━━ RECORDS PROVIDED

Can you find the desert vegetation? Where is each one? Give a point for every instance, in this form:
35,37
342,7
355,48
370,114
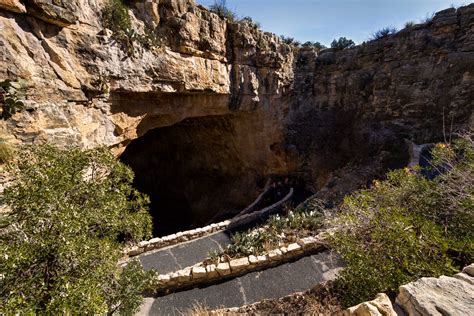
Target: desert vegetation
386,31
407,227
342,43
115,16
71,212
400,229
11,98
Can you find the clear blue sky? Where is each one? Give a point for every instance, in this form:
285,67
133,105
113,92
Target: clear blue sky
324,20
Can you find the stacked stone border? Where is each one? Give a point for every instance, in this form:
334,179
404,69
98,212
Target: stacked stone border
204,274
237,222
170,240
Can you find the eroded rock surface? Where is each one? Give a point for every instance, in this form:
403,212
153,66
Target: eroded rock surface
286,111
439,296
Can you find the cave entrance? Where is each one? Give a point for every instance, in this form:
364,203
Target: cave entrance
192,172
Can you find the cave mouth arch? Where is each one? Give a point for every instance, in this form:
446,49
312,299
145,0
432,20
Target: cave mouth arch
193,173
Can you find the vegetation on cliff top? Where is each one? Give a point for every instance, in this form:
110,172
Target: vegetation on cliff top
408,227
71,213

━━━━
━━ RECORDS PROVIDED

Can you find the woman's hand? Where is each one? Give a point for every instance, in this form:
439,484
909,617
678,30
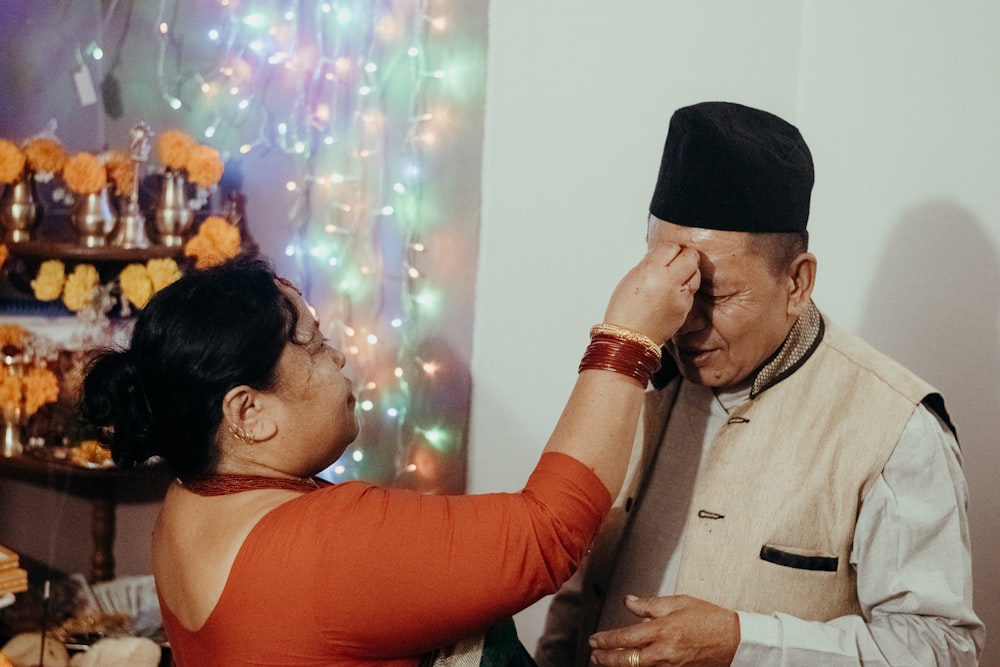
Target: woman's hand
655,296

━━━━

## ASSIGNMENT
Reproduce the entries exactly, from the line with "Can you find the desert" to the line with "Can you find the stacked", both lines included, keeping no pictures.

## RESULT OF THIS EXERCISE
Can you find the desert vegetation? Where is each one? Give a point for every instance, in this form:
35,37
342,7
355,48
370,114
Target: desert vegetation
386,31
407,227
342,43
115,16
71,212
400,229
11,98
Can you find the clear blue sky? Where is each one? Give a point for every instance, in this form:
285,67
133,105
113,92
Target: clear blue sky
324,20
Can you find the stacked stone border? Where is each one? Give a point for every instance, in this form:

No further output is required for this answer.